▸ **AIM OF THE TASK**
Return every line of the rows below that contains the word "black".

▸ **DATA SECTION**
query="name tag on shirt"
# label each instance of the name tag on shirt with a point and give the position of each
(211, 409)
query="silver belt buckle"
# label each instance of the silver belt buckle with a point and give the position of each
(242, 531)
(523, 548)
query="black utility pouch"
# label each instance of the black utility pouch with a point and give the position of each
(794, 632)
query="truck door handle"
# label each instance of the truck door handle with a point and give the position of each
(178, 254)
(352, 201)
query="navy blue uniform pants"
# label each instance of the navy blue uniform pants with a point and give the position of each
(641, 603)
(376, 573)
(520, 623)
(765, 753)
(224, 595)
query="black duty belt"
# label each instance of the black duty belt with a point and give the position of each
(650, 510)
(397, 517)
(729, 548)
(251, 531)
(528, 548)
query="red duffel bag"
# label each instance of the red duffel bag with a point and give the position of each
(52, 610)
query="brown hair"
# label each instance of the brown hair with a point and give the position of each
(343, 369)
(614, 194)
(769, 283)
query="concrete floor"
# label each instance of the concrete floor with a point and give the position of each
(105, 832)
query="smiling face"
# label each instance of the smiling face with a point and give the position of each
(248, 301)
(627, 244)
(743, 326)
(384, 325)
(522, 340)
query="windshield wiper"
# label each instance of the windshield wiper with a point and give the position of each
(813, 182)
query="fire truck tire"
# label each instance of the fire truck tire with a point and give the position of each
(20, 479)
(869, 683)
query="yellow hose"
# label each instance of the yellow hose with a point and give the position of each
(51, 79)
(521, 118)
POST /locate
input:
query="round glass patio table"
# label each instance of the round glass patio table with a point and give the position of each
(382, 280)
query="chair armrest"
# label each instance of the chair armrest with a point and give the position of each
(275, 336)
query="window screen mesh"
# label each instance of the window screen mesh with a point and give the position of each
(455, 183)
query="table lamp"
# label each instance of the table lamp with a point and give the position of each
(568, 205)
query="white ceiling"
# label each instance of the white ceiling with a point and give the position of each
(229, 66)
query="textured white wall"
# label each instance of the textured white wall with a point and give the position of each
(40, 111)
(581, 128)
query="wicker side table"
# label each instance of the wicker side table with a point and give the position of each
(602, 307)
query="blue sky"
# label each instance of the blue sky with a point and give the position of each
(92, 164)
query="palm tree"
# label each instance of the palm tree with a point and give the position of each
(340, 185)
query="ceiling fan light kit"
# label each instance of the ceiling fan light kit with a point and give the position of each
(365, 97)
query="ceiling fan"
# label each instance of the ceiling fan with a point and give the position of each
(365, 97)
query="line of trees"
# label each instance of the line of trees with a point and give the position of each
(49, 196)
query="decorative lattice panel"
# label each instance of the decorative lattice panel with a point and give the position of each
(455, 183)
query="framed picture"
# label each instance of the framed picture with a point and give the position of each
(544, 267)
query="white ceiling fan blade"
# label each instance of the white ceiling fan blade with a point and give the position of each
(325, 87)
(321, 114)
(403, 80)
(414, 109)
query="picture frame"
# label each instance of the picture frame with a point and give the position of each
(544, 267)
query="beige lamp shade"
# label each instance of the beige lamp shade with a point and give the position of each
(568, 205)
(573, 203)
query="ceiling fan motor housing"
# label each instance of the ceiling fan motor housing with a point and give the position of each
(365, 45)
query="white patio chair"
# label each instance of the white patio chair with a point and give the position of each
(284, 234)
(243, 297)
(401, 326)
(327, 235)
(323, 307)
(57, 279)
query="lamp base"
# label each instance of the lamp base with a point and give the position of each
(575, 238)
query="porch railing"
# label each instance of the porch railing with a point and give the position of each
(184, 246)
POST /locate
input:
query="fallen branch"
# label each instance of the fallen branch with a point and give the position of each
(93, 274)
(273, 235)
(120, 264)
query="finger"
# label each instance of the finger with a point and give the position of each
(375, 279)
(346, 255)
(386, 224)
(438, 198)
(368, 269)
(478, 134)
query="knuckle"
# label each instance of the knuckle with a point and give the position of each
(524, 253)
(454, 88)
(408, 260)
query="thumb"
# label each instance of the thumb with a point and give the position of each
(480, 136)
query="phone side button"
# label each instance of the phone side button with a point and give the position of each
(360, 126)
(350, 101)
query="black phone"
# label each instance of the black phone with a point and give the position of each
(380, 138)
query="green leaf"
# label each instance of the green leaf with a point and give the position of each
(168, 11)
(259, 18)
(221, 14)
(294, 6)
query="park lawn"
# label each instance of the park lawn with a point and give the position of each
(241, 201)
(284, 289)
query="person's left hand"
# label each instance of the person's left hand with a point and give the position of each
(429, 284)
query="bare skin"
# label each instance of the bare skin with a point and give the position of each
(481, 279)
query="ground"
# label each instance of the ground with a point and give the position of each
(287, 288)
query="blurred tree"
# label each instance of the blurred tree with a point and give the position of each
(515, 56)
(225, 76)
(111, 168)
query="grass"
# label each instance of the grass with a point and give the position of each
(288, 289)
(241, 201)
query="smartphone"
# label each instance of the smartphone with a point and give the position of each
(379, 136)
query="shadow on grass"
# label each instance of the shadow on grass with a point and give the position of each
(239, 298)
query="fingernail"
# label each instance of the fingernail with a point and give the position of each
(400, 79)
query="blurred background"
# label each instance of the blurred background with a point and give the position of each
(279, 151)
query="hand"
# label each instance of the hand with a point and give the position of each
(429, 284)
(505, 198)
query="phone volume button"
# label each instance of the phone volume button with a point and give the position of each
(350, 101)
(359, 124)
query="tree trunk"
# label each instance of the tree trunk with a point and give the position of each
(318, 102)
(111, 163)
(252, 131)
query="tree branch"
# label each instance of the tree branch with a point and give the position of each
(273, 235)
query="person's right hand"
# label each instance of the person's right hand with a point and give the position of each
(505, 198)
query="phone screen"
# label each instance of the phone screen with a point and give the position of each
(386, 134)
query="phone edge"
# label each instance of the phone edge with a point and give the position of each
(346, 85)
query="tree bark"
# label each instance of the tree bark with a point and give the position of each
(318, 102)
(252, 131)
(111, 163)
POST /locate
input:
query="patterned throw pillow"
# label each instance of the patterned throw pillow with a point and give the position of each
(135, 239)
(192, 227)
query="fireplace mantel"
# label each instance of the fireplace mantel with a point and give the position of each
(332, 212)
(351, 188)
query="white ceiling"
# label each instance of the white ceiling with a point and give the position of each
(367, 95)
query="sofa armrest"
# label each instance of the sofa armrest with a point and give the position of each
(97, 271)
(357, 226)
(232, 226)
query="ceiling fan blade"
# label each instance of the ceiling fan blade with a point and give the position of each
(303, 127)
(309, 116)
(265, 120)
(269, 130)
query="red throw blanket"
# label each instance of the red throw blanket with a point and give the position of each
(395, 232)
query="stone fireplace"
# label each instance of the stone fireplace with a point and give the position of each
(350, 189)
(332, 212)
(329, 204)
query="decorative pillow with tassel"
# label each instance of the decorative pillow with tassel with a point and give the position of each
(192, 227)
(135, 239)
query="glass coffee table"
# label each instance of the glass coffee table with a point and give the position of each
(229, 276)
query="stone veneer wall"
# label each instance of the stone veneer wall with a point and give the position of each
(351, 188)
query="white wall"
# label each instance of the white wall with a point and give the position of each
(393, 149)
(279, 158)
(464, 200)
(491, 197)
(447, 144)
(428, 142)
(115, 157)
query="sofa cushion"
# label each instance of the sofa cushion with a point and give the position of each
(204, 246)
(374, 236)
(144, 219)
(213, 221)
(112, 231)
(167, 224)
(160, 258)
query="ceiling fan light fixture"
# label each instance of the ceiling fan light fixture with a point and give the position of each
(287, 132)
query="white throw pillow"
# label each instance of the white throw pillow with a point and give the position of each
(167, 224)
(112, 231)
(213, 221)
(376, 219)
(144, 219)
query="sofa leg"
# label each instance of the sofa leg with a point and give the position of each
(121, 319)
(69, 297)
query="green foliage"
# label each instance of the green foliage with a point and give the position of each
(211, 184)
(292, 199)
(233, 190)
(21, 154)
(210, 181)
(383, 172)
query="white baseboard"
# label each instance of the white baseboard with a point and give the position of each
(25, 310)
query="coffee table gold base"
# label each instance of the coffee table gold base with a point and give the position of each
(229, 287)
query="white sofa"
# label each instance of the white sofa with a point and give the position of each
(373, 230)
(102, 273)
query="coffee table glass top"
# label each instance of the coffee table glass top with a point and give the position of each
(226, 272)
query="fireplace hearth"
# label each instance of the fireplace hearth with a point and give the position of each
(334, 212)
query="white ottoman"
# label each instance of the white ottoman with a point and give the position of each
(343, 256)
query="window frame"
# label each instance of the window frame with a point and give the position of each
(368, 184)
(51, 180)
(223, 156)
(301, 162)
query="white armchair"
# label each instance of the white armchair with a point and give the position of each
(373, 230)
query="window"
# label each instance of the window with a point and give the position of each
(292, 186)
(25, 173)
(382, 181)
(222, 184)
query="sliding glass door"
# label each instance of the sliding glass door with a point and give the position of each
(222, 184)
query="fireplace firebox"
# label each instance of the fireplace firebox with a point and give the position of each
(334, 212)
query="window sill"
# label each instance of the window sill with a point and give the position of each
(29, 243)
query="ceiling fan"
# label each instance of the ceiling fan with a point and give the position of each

▸ **FINISHED TASK**
query="black utility pouch"
# label each instance of the black utility pouch with a point and give the position of each
query="black duty belt"
# label each instance of the black duty belt with a point and give the position of each
query="black phone"
# label each instance of the black phone with a point and give the position of each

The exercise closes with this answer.